→ **ÉNONCÉ**
Recopiez à l'identique, dans l'article ci-dessous sur le marché des vracs secs, tout le passage qui va de « Une hausse de 63,7% pour » jusqu'à « à 32 330$/j. ».

→ **TEXTE FOURNI**
_ _ _ _ _

Corridors et logistique

Vracs secs : le calme avant la tempête

Dans leurs derniers rapports hebdomadaires, les courtiers en affrètement constatent une augmentation des taux de fret sur le marché des vracs secs. Les sanctions européennes contre la Russie pèsent et la recherche de nouveaux marchés d’approvisionnement profitent au secteur.

Les analyses des courtiers en affrètement diffèrent. Il est difficile de se faire une idée de ce que seront les prochaines semaines sur le marché des vracs secs. En effet, à lire le rapport hebdomadaire de Fearnleys pour la semaine du 11 au 16 mars, les taux de fret des Capesizes sont stables « malgré des incertitudes dans le monde », souligne le courtier. Un Capesize se négocie aux environs de 18 900 $/j cette semaine contre 21 800 $/j la semaine passée. Les liaisons entre le Brésil et la Chine, opérant principale sur des minerais et du charbon, s’évaluent aux environs de 30$/t contre 30,5$/t la semaine précédente.

Une hausse de 63,7% pour les Capesizes

Une analyse que ne partage pas Intermodal, courtier grec, dans son rapport du 15 mars. « Le marché des vracs secs a connu une activité débordante dans les derniers jours », indique le rapport hebdomadaire. En effet, il constate une hausse de 63,7% à 22 195$/j. Il s’agit de la plus forte hausse du Baltic Dry Index au cours de la semaine. Les autres types de navires se sont inscrits dans la même veine avec des progressions sans pour autant atteindre le taux de croissance des Capesizes. Les Panamax ont vu leurs taux augmenter de 14,5% à 28 685 $/j et les Supramax ont suivi le mouvement avec une progression de 13,6% à 32 330$/j.

_ _ _ _ _

→ **EXTRAITS DE DONNÉES**
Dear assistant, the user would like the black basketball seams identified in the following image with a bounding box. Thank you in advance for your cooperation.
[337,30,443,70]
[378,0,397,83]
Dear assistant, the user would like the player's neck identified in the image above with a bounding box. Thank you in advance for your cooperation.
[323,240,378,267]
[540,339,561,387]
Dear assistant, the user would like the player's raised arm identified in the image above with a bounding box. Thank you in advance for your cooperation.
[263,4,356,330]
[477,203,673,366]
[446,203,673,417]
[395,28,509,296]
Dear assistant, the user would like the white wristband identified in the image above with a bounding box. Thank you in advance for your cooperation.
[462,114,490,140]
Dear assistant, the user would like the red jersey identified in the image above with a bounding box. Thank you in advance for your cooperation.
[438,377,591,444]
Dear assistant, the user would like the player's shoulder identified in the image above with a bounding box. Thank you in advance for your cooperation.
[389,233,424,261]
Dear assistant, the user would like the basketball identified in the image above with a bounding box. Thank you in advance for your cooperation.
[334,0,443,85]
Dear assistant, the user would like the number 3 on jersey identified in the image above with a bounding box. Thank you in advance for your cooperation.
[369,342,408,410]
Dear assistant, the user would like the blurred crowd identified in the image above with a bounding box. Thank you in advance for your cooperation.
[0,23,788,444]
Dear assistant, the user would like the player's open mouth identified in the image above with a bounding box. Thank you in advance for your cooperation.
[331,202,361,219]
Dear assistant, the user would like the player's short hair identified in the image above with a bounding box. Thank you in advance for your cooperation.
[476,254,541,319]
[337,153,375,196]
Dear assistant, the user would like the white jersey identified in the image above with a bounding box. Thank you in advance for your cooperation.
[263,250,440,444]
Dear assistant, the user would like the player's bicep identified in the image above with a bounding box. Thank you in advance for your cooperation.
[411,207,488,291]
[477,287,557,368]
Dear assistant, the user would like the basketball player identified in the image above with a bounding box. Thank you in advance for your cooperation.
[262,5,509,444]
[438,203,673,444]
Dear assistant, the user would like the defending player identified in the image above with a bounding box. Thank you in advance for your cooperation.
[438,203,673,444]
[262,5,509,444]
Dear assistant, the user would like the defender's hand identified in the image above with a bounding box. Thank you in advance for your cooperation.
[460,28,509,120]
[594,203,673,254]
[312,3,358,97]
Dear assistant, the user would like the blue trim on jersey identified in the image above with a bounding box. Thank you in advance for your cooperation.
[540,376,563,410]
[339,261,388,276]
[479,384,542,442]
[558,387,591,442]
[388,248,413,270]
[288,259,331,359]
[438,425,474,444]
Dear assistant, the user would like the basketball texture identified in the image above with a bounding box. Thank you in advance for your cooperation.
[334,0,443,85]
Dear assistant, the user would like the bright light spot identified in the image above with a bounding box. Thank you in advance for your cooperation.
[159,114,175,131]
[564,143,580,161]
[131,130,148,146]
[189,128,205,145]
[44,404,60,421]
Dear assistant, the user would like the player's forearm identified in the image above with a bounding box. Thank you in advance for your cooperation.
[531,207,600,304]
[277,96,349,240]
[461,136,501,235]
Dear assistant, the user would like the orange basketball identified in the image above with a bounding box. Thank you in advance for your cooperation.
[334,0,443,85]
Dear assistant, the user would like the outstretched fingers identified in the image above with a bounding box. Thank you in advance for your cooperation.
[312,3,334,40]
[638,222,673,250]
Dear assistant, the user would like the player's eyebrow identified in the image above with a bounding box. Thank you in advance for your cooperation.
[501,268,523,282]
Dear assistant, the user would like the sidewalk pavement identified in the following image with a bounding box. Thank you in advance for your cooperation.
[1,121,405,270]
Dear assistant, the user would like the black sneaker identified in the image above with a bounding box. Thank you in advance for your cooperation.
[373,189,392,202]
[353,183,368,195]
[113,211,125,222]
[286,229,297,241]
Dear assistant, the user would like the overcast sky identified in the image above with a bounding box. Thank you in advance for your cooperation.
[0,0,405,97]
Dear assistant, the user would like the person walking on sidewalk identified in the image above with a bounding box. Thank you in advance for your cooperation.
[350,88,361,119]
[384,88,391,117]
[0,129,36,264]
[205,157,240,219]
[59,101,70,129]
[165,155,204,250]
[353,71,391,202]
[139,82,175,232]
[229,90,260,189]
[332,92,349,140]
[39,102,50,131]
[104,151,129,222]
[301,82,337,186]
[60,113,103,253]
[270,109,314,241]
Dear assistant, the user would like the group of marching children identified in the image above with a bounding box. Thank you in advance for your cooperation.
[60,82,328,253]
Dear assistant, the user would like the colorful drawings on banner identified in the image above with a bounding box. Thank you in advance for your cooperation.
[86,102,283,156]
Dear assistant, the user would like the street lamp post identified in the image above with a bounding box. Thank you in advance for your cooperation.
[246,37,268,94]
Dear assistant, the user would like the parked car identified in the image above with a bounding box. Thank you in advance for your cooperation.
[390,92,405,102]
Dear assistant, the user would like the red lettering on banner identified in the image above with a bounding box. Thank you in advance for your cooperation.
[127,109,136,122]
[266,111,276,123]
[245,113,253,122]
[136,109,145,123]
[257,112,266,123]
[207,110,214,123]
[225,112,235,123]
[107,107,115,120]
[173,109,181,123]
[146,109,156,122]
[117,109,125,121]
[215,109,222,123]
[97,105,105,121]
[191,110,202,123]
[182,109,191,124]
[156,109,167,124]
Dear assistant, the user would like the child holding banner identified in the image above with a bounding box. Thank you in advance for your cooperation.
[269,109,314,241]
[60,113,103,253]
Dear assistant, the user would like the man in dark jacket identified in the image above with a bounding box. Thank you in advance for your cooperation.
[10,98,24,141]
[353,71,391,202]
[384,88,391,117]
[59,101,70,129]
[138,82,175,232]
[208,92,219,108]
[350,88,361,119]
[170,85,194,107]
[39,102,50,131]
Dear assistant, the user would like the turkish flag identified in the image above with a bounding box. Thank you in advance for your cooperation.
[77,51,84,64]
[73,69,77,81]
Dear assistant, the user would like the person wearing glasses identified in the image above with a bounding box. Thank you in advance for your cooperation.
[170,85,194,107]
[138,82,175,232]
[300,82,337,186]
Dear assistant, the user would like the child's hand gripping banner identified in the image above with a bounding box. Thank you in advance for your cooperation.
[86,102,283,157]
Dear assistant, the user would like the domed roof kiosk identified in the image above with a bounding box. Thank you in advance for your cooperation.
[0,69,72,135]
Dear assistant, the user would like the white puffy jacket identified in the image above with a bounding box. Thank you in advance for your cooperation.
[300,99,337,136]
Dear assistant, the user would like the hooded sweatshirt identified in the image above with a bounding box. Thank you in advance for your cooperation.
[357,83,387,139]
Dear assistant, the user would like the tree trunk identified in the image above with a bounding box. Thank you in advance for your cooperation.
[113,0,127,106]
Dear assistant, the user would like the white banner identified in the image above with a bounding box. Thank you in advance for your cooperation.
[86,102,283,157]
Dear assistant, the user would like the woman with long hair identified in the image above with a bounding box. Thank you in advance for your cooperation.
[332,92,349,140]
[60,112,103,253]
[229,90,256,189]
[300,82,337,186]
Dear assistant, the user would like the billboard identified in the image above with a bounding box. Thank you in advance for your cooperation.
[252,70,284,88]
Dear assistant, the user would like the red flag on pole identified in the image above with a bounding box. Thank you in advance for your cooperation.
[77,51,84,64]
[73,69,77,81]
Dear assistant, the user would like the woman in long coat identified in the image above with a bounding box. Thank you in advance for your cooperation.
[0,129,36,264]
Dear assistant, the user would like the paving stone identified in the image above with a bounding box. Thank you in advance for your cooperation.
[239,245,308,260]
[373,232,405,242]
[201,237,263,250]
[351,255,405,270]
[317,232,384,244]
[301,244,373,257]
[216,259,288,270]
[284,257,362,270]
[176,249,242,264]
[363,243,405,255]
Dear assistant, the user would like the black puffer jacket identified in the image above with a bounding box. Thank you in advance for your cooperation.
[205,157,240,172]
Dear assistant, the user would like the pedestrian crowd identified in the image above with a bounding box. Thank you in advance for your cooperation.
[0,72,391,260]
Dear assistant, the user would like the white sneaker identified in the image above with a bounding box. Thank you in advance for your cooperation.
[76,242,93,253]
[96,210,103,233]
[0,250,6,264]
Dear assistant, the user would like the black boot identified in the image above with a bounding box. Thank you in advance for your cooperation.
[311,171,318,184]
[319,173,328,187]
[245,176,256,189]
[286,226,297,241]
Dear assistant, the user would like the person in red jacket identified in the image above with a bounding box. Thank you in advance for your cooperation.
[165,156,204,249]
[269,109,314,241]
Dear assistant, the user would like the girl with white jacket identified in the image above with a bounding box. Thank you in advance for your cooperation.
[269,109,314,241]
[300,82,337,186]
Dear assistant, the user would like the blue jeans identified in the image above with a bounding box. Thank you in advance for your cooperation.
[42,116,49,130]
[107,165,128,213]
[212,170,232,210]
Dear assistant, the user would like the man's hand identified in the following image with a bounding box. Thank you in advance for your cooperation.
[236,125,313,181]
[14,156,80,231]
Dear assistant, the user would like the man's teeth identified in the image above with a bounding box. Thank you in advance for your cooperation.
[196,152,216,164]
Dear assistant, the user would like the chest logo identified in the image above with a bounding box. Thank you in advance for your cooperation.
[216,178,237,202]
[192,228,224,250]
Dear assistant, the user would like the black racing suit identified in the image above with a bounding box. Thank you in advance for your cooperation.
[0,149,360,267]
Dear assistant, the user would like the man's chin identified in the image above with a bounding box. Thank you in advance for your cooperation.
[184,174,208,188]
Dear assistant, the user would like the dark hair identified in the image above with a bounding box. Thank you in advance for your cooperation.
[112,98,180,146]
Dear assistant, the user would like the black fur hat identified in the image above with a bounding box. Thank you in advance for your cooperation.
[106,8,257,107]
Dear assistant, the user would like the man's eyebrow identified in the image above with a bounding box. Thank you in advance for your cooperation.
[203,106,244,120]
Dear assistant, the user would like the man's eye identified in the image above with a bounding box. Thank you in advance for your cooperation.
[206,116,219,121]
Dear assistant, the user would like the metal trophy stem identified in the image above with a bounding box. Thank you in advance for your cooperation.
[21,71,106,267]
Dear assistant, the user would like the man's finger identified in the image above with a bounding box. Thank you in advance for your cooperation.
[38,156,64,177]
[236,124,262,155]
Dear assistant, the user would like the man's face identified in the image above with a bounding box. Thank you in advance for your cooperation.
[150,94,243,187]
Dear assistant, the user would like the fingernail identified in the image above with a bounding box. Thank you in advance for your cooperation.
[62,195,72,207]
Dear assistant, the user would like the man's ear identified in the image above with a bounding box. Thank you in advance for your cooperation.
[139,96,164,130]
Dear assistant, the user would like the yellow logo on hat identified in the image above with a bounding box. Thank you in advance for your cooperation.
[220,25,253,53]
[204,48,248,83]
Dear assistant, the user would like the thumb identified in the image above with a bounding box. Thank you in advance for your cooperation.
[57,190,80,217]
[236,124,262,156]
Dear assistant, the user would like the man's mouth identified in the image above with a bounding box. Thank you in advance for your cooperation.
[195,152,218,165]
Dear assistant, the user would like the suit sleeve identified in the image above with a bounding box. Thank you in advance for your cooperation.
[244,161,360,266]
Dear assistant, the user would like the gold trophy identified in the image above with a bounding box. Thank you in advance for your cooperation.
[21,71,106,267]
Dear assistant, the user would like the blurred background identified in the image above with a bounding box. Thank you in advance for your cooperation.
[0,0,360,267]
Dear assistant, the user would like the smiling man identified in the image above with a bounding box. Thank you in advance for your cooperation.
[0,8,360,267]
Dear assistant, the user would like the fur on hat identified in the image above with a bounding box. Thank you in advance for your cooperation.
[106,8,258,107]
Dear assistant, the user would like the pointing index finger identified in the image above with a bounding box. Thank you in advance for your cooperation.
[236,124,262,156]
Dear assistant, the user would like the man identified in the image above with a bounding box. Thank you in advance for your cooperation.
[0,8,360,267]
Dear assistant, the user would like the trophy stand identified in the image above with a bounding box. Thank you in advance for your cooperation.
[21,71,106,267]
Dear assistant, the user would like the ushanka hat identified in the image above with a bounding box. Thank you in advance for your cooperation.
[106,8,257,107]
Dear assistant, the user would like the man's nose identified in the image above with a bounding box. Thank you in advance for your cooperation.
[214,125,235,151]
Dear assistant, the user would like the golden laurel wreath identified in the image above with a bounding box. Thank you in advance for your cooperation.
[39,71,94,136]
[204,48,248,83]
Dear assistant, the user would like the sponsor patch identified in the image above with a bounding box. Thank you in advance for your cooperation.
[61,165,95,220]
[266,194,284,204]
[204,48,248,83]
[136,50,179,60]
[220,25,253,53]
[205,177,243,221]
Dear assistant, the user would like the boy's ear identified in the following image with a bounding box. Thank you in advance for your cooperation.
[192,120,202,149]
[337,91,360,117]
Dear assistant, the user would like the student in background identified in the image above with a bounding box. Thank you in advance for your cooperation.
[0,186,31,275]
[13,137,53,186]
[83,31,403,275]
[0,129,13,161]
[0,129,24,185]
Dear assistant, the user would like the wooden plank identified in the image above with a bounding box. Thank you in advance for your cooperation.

_ _ _ _ _

→ **RÉSULTAT FINAL**
Une hausse de 63,7% pour les Capesizes

Une analyse que ne partage pas Intermodal, courtier grec, dans son rapport du 15 mars. « Le marché des vracs secs a connu une activité débordante dans les derniers jours », indique le rapport hebdomadaire. En effet, il constate une hausse de 63,7% à 22 195$/j. Il s’agit de la plus forte hausse du Baltic Dry Index au cours de la semaine. Les autres types de navires se sont inscrits dans la même veine avec des progressions sans pour autant atteindre le taux de croissance des Capesizes. Les Panamax ont vu leurs taux augmenter de 14,5% à 28 685 $/j et les Supramax ont suivi le mouvement avec une progression de 13,6% à 32 330$/j.